(EXERCISE PROMPT): Repeat word for word the part of the snapping turtle article starting at "Knowing where M16" and ending at "shrinks their habitat.".

Turtles lug wireless gadgets to log their whereabouts
The waterproof computers might keep snappers off an endangered list.
By ASSOCIATED PRESS
Published July 5, 2007
DEERFIELD, Mass. - From the way he thrashed his head, kicked and tried to make a getaway, M16 made it clear he didn't like human contact. But the researchers wrangling with him could be helping to save his species.
After his best efforts to escape the clutches of two scientists from the University of Massachusetts and get back to the swamp he was just lifted from failed, the 40-pound snapping turtle gave up and let Mike Jones and Matt Garber do their jobs.
Using a combination of orthodontic cement and duct tape, the students attached a postcard-sized waterproof computer to the turtle's shell. After christening the 16th male turtle he found in the area as "M16, " Jones scribbled some information about the turtle's shell markings into a field book and set the snapper free.
Knowing where M16 goes could help scientists protect him.
In an experiment taking place along the Deerfield River in western Massachusetts, two otherwise unrelated groups of researchers are working together: computer engineers like Garber who are testing a new wireless communication network, and biologists like Jones who are tracking snapping turtles, a species they worry may be headed for decline as land development shrinks their habitat.

Stored records
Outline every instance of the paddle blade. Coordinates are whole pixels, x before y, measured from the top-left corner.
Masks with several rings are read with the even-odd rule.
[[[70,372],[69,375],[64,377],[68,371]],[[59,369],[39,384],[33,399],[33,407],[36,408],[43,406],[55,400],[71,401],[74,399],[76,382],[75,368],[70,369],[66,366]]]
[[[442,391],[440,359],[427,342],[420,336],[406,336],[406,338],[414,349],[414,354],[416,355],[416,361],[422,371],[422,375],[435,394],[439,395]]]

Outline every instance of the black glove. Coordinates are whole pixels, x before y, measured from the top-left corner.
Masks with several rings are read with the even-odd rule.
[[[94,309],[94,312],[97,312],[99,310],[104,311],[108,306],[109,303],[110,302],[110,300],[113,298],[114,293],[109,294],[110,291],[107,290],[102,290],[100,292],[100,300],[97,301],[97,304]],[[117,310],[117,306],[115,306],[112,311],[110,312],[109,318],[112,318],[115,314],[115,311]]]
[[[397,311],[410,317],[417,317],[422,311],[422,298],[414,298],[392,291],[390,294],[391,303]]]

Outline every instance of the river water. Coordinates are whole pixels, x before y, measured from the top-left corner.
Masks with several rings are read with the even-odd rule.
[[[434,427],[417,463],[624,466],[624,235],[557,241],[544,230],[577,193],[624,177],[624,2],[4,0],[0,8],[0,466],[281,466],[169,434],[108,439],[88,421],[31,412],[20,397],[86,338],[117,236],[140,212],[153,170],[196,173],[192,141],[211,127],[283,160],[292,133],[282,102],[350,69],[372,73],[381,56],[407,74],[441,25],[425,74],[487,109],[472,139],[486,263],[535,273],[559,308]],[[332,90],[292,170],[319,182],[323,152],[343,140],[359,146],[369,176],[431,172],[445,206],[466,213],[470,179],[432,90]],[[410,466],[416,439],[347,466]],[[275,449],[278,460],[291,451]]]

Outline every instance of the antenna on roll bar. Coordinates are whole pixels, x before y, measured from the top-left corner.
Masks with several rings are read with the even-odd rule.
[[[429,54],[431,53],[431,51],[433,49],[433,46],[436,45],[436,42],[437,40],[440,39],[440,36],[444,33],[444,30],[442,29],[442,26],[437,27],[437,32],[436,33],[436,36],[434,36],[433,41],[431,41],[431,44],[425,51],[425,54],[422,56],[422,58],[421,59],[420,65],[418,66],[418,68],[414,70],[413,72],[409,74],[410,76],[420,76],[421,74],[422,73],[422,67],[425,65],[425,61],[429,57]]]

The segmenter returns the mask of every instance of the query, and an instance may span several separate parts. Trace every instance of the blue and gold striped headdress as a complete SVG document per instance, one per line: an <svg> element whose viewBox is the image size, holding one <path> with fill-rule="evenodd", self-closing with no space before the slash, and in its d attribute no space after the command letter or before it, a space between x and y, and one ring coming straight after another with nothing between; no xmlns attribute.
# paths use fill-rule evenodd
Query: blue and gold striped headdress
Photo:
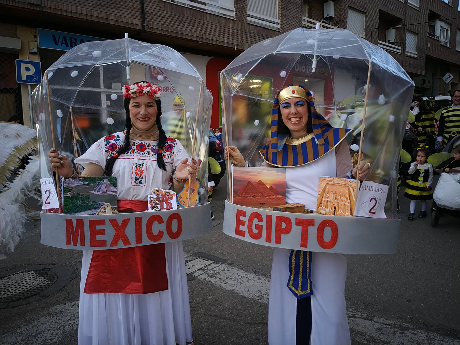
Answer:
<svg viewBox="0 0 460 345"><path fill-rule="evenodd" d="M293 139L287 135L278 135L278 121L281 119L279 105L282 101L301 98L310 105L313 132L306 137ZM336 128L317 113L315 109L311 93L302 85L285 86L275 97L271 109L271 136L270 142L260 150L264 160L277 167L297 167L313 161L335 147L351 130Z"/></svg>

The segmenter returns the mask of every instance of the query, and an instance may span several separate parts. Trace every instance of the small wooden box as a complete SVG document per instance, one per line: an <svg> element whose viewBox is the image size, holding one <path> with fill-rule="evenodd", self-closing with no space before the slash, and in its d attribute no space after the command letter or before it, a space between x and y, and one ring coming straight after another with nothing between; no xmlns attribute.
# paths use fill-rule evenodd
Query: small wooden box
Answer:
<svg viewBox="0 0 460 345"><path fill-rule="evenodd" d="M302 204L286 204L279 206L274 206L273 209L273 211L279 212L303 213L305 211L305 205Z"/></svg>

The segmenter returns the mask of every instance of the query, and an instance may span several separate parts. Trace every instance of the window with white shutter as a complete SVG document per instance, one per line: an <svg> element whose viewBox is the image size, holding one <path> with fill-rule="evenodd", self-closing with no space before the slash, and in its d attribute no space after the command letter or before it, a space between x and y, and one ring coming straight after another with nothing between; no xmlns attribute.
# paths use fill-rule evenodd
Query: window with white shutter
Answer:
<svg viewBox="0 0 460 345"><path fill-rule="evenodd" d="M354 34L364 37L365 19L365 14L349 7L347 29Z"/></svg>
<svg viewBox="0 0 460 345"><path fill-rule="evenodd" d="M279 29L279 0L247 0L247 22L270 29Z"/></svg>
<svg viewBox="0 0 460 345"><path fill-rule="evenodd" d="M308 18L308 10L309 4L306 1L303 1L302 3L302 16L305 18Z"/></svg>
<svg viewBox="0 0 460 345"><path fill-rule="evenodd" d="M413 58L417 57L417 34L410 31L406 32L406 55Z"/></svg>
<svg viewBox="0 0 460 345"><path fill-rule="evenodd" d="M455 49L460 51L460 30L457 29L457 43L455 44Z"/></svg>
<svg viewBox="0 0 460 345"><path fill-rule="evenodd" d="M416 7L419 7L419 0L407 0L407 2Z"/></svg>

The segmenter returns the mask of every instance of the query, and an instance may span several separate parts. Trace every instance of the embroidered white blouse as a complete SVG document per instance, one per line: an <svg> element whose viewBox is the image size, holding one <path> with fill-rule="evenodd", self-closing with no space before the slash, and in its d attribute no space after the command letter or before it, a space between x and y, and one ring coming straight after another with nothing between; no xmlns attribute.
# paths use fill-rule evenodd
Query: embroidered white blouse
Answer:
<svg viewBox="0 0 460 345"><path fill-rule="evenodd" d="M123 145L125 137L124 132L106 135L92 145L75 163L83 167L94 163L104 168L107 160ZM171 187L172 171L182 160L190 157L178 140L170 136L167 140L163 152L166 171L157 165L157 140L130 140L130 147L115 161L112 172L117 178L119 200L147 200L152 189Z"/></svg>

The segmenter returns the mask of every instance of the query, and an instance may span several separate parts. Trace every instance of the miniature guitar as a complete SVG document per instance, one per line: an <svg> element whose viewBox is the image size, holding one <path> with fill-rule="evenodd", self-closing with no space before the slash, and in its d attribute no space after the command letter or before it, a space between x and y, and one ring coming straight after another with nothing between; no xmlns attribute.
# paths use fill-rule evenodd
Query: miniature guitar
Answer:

--

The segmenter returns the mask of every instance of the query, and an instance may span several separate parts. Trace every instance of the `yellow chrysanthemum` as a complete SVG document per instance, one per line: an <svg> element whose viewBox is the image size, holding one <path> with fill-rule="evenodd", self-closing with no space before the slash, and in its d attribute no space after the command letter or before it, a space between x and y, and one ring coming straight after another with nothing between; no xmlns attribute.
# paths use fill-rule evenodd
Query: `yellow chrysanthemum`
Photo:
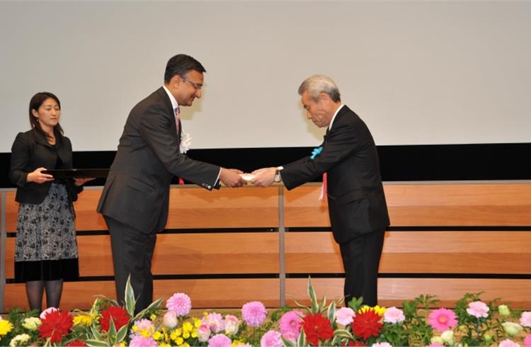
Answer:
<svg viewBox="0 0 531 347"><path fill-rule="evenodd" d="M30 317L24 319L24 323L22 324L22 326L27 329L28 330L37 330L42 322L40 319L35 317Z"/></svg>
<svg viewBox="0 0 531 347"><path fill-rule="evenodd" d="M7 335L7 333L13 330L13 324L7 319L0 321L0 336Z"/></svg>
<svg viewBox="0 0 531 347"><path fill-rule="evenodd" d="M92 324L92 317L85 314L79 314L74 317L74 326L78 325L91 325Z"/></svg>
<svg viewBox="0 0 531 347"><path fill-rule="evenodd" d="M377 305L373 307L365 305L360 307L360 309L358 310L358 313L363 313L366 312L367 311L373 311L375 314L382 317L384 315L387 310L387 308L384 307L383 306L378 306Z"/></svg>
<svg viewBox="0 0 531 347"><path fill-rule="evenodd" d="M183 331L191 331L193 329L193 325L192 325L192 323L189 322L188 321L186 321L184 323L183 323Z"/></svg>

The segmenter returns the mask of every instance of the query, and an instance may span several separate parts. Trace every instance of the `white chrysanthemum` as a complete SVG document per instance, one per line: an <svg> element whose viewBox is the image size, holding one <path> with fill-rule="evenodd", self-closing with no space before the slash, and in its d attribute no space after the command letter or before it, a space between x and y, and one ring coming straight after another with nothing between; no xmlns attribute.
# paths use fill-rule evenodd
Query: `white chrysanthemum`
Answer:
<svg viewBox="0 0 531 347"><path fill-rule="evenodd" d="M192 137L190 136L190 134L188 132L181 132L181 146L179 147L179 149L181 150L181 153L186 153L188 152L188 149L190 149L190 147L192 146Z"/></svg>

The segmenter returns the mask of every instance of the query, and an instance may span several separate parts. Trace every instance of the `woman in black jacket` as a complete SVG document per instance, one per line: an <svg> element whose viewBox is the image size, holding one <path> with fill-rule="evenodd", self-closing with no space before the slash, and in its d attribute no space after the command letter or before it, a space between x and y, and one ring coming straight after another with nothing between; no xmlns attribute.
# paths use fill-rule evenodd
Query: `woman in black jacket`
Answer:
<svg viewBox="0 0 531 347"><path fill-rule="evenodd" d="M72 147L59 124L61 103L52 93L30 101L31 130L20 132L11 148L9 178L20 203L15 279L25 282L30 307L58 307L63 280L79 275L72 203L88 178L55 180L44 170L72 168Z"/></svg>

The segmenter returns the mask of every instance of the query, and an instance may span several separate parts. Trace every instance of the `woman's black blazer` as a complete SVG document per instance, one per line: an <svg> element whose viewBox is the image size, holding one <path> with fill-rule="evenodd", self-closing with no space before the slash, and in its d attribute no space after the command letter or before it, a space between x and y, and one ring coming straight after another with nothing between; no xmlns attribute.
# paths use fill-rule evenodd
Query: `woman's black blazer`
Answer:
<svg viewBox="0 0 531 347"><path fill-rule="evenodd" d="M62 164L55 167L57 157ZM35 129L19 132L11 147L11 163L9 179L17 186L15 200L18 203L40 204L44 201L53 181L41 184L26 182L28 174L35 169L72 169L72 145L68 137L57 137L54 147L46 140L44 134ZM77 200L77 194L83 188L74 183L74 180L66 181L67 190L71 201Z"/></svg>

...

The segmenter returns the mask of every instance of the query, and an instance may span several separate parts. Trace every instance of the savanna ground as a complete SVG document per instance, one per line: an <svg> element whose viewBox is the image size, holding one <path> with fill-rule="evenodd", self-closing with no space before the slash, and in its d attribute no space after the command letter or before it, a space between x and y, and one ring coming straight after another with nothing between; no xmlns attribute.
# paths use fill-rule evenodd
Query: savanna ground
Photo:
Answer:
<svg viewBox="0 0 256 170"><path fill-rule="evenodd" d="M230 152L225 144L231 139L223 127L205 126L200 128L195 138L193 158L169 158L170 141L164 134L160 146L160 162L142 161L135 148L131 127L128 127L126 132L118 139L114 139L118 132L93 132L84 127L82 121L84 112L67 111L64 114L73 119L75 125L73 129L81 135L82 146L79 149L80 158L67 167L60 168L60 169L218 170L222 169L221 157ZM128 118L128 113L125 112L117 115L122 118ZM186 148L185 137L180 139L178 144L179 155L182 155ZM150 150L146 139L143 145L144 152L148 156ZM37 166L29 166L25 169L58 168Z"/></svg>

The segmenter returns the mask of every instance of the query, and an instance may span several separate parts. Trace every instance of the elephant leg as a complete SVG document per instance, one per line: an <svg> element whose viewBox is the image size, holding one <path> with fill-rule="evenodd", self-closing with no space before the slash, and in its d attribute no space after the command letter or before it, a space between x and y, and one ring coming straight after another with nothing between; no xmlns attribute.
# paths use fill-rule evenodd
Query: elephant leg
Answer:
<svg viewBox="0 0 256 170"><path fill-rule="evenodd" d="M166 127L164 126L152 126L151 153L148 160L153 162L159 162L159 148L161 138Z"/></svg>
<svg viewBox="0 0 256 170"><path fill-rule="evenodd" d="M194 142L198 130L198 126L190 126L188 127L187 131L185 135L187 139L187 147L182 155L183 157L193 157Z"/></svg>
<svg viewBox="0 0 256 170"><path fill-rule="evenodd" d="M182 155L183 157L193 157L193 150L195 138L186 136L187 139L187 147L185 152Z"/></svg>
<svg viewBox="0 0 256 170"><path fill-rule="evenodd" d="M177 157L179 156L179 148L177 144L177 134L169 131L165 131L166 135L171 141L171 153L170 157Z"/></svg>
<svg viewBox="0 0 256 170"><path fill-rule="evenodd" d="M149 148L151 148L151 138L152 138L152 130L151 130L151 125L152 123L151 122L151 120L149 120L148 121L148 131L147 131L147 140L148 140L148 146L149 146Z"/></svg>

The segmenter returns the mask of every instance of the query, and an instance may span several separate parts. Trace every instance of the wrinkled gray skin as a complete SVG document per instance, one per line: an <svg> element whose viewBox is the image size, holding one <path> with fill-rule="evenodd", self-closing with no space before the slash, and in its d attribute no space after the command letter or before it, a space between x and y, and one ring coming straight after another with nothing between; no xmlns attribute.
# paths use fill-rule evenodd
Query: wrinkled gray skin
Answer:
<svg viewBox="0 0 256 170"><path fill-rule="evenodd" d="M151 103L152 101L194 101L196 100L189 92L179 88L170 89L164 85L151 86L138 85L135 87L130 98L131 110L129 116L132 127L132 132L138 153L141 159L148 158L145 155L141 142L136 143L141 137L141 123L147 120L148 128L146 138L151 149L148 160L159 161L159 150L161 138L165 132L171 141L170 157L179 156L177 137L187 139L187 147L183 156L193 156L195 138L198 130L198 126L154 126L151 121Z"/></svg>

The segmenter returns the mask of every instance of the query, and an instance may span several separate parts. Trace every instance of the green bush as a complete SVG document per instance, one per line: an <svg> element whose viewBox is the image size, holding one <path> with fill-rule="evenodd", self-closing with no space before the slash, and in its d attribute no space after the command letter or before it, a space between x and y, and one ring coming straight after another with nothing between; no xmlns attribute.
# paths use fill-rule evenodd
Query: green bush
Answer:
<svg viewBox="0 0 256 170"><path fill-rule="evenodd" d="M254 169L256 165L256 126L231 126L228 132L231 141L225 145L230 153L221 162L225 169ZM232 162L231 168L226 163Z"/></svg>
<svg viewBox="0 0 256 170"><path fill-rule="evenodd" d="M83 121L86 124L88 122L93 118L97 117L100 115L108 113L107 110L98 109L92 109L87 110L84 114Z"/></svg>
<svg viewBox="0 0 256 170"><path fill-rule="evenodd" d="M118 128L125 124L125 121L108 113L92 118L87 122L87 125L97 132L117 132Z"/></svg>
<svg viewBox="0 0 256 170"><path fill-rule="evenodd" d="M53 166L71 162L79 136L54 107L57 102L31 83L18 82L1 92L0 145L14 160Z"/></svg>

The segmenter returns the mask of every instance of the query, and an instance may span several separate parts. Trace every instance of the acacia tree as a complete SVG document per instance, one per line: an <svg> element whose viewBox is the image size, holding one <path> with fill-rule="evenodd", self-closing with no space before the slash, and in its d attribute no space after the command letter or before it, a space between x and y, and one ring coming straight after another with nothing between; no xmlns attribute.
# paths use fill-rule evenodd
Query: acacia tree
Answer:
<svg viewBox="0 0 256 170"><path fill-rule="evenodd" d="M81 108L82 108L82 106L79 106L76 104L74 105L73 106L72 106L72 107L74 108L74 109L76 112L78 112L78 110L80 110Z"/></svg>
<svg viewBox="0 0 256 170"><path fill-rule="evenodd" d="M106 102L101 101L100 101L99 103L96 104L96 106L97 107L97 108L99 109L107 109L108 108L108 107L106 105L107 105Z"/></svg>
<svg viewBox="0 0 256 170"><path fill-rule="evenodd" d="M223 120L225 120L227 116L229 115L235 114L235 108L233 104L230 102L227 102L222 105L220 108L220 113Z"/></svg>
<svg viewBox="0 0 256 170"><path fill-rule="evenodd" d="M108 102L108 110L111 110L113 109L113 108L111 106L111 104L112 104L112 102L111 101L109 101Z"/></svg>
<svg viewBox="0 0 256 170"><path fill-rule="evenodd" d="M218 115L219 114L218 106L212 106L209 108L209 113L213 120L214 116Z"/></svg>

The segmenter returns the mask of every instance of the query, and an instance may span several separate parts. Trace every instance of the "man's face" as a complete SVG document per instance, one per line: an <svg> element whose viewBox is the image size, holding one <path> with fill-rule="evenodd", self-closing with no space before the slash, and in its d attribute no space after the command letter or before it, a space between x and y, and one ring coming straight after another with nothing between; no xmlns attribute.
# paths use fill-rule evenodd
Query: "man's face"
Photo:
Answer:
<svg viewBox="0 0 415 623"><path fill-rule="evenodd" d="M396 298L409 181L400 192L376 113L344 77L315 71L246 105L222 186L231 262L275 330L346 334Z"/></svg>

(EXPECTED OUTPUT):
Knowing where M16 goes could help scientists protect him.
In an experiment taking place along the Deerfield River in western Massachusetts, two otherwise unrelated groups of researchers are working together: computer engineers like Garber who are testing a new wireless communication network, and biologists like Jones who are tracking snapping turtles, a species they worry may be headed for decline as land development shrinks their habitat.